Requirements
Copy the following lines again, word for word, with nothing changed.

---------- Records for the task

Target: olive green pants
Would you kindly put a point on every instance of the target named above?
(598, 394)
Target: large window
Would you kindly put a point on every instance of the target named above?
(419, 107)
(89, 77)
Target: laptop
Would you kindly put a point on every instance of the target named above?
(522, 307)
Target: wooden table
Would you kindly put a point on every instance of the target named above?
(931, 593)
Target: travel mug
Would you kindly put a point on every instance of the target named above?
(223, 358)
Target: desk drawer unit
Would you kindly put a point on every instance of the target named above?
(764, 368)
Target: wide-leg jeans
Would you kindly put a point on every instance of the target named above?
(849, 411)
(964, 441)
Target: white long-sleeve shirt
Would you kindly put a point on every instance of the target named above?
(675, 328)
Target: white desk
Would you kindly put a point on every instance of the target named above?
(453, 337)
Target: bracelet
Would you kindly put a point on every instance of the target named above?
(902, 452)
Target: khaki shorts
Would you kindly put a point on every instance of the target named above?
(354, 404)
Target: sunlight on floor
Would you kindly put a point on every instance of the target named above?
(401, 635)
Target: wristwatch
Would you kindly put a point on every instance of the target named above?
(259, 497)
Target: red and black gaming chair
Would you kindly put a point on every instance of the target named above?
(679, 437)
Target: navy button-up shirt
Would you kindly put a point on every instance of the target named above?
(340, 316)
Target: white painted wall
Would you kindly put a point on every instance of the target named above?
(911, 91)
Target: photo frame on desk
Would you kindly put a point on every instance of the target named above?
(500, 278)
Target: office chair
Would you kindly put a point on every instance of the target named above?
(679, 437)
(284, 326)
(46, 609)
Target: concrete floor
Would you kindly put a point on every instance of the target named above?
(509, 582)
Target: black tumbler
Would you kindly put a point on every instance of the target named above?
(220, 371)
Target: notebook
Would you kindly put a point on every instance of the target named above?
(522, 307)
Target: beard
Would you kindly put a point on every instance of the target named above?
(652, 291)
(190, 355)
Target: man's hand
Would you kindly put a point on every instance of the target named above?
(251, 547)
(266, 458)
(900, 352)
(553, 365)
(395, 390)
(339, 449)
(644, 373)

--------------------

Problem solution
Target: olive green pants
Would you kindly put a point on every instance of the target named above?
(598, 394)
Target: large window
Would you kindly put a point on every instance of the target named above?
(419, 107)
(89, 77)
Target: laptop
Would you kindly put a point on every instance of the target named above?
(522, 307)
Target: wooden table
Would you kindly put a point on every instance of the target named above?
(931, 593)
Target: travel mug
Would you kindly put a point on every instance of the target named above?
(223, 358)
Target: desk drawer unit
Would you kindly put a point on every instance of the target named above?
(764, 368)
Target: wide-leg jeans
Would you kindly put a point on every instance of the target named above?
(849, 411)
(964, 441)
Target: white long-sleeve shirt
Would you kindly put a point on every instance of the target named above?
(675, 328)
Target: white desk
Would you kindly put a point on every instance of the target named above?
(453, 337)
Target: bracelet
Would you kindly put a point on every instance of the target named above?
(902, 452)
Target: khaki shorts
Would you kindly put a point on every instance of the target named above?
(354, 404)
Target: sunlight on floor
Would you kindly put a point on every instance of the target named above?
(401, 635)
Target: wristwatch
Would you kindly put a point on every instance of the target named above?
(259, 497)
Target: red and black gaming chair
Would you kindly put a point on every instance of the target named above?
(679, 437)
Target: navy button-up shirt
Would you kindly put a point on every instance of the target named above?
(340, 316)
Target: white painted wall
Would you kindly put a point on every instance of the target named above?
(911, 91)
Target: photo frame on desk
Would you kindly put a point on every instance of the target named above?
(500, 278)
Target: office chair
Would you kindly put a point on every instance of the target named above?
(679, 437)
(284, 326)
(46, 609)
Target: concrete floor
Would you kindly put a point on every instance of the target named above?
(509, 582)
Target: black tumbler
Would you kindly put a point on every instance of the target named above?
(220, 371)
Target: notebook
Would you kindly put a point on every instance of the target named above?
(522, 307)
Target: beard
Would you kindly put a point on every instance of the target named above?
(652, 291)
(190, 355)
Target: man's hand
Would you kindly put a point on every instance of the target named above?
(251, 547)
(266, 458)
(900, 352)
(553, 365)
(395, 390)
(339, 449)
(644, 373)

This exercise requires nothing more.